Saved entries
## Begin

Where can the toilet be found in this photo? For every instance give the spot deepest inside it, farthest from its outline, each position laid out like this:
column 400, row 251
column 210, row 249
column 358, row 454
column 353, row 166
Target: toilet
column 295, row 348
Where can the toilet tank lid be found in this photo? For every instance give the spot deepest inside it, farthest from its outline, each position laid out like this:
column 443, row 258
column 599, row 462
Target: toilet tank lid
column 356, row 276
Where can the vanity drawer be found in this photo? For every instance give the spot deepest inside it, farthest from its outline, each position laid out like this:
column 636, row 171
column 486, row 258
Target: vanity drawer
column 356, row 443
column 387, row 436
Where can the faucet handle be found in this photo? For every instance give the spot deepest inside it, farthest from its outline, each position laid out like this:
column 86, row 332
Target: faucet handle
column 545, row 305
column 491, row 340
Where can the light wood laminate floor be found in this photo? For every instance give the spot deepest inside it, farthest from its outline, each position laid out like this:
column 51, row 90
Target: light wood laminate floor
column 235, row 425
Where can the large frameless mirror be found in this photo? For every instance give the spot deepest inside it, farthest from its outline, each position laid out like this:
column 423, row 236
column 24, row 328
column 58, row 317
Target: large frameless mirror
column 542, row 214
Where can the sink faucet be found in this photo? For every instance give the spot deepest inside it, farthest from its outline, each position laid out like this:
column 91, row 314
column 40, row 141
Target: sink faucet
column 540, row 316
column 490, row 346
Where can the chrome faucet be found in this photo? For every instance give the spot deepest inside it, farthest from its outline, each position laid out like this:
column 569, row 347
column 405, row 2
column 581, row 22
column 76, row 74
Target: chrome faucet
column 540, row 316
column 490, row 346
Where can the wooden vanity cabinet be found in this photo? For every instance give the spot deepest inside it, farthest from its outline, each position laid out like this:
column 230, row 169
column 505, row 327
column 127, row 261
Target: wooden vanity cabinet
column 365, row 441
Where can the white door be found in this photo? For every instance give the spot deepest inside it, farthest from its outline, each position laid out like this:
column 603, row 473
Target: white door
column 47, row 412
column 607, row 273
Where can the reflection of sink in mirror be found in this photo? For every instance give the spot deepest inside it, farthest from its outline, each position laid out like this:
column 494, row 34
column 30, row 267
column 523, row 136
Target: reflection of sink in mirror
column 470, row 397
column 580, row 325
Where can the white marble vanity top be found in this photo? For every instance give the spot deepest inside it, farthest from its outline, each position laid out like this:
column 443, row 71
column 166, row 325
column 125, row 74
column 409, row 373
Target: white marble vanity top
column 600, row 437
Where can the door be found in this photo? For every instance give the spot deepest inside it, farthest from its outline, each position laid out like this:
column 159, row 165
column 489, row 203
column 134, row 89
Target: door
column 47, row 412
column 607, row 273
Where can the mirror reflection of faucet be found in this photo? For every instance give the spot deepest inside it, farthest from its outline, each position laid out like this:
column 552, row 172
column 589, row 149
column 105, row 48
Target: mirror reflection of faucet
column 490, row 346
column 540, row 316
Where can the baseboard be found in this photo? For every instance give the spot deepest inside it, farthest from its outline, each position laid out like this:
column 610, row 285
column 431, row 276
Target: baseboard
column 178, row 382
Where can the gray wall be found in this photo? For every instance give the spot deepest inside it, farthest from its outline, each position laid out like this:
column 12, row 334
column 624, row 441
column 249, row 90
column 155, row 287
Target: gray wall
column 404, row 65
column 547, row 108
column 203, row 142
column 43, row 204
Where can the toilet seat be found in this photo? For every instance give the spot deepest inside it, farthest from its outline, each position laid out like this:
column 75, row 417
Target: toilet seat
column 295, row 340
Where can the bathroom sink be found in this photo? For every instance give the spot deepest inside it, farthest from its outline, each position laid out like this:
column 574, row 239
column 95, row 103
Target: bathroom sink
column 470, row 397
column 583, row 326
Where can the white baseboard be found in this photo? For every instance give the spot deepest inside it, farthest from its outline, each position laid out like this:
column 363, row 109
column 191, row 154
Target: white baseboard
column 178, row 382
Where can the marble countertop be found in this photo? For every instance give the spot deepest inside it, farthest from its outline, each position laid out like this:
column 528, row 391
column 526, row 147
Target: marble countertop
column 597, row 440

## End

Requirements: Reproduce the data above with every occurrence of "Target" replaced by "Object", leaving everything else unchanged.

Solution:
Where can the toilet be found in this photo? For every instance give the spot deepest inside it, farthest from its outline, each position laid out like this:
column 400, row 251
column 210, row 249
column 358, row 454
column 353, row 166
Object: toilet
column 295, row 348
Where can the toilet tank lid be found in this photo? For every instance give the spot deepest inside it, farthest from its outline, each position laid out like this:
column 443, row 258
column 599, row 462
Object: toilet tank lid
column 356, row 276
Where can the vanity drawer be found in this photo? For every instance give the spot deepest inside it, farthest from its outline, each position laid out like this:
column 636, row 171
column 486, row 258
Object: vanity drawer
column 356, row 443
column 387, row 436
Where can the faucet handle be found in this photo? For every instance give the spot deepest inside it, farthest from its outline, each position laid out like this:
column 86, row 332
Object: faucet handle
column 545, row 305
column 491, row 340
Where can the light wood laminate floor be found in this photo? For every instance give the spot deepest inside it, farthest from its outline, each position laid out like this:
column 51, row 90
Object: light wood laminate floor
column 235, row 425
Where can the large frameless mirror be found in this photo? For every instance give the spot deepest inside it, farthest from its outline, each position laid out like this:
column 423, row 236
column 24, row 328
column 58, row 317
Object: large frameless mirror
column 542, row 214
Where can the sink faucet be found in this photo? For every instance give the spot deepest inside it, farthest from its outline, each position laid out like this:
column 91, row 314
column 40, row 141
Object: sink faucet
column 540, row 316
column 490, row 346
Where can the chrome faucet be found in this photo? For every instance give the spot deepest inside it, farthest from its outline, each position laid out like this:
column 569, row 347
column 405, row 2
column 581, row 22
column 76, row 74
Object: chrome faucet
column 540, row 316
column 490, row 346
Where can the wooden vanity cabinet be found in this photo? For every instance give the spot deepest inside it, farthest from its outline, each position laid out like this:
column 230, row 169
column 505, row 327
column 127, row 261
Object: wooden vanity cabinet
column 365, row 441
Where can the white door be found in this photo? For every instance give the spot deepest inside it, farthest from its outline, each position laid out like this:
column 603, row 473
Object: white door
column 47, row 412
column 607, row 273
Where can the reflection of sink in mirror be found in this photo? For every instance give the spot deepest inside it, farthest from its outline, each position laid out like this:
column 494, row 34
column 30, row 267
column 523, row 136
Object: reflection of sink in mirror
column 470, row 397
column 580, row 325
Where can the white marble vanity top be found in this photo? For every instance give the spot deepest inside it, farthest from its outline, each position laid out like this:
column 443, row 71
column 166, row 325
column 125, row 74
column 409, row 373
Object: white marble vanity top
column 600, row 437
Where can the door be found in this photo? For every instance give the spot deepest inside it, farthest from its outline, each position laid out like this:
column 159, row 165
column 489, row 203
column 134, row 89
Object: door
column 47, row 412
column 607, row 273
Where can the mirror reflection of faucet be found in this photo? For every instance give the spot deepest inside it, farthest from its outline, each position laid out like this:
column 552, row 172
column 589, row 149
column 105, row 48
Object: mirror reflection of faucet
column 490, row 346
column 540, row 316
Where can the baseboard be found in this photo? For every instance give the spot deepest inside it, farthest from its outline, each position laid out like this:
column 610, row 285
column 431, row 276
Object: baseboard
column 178, row 382
Where can the gray wall be found in this photo? For every instance give the spot deepest inside it, farthest from its outline, each position laid out like this:
column 12, row 334
column 624, row 441
column 249, row 90
column 155, row 287
Object: gray wall
column 404, row 65
column 547, row 108
column 203, row 142
column 43, row 204
Where can the toilet seat be found in this photo? For every instance give the spot deepest inside it, farthest from its outline, each position laid out like this:
column 75, row 417
Object: toilet seat
column 295, row 340
Where can the bathroom sink be found in this photo? For every instance give the spot deepest inside it, farthest from its outline, each position laid out like this:
column 574, row 239
column 95, row 103
Object: bathroom sink
column 470, row 397
column 583, row 326
Where can the white baseboard be found in this photo? For every instance give the spot deepest inside it, farthest from its outline, each position laid out like this:
column 363, row 109
column 191, row 154
Object: white baseboard
column 178, row 382
Where can the marble countertop be found in this photo? For every instance give the spot deepest inside it, farthest from its outline, each position laid out like this:
column 528, row 391
column 526, row 147
Object: marble countertop
column 597, row 440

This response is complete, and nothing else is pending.